[Begin Data]
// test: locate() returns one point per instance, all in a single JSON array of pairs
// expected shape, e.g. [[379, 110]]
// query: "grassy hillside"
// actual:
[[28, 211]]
[End Data]
Reproduce each of the rows above in full, requests included, offsetting every coordinate in the answers by -34 and leaving all other numbers unchanged.

● **Exercise response**:
// test: locate() returns one point per instance, all in a single JSON array of pairs
// expected shape, e.g. [[379, 110]]
// query: "grassy hillside"
// actual:
[[-6, 177]]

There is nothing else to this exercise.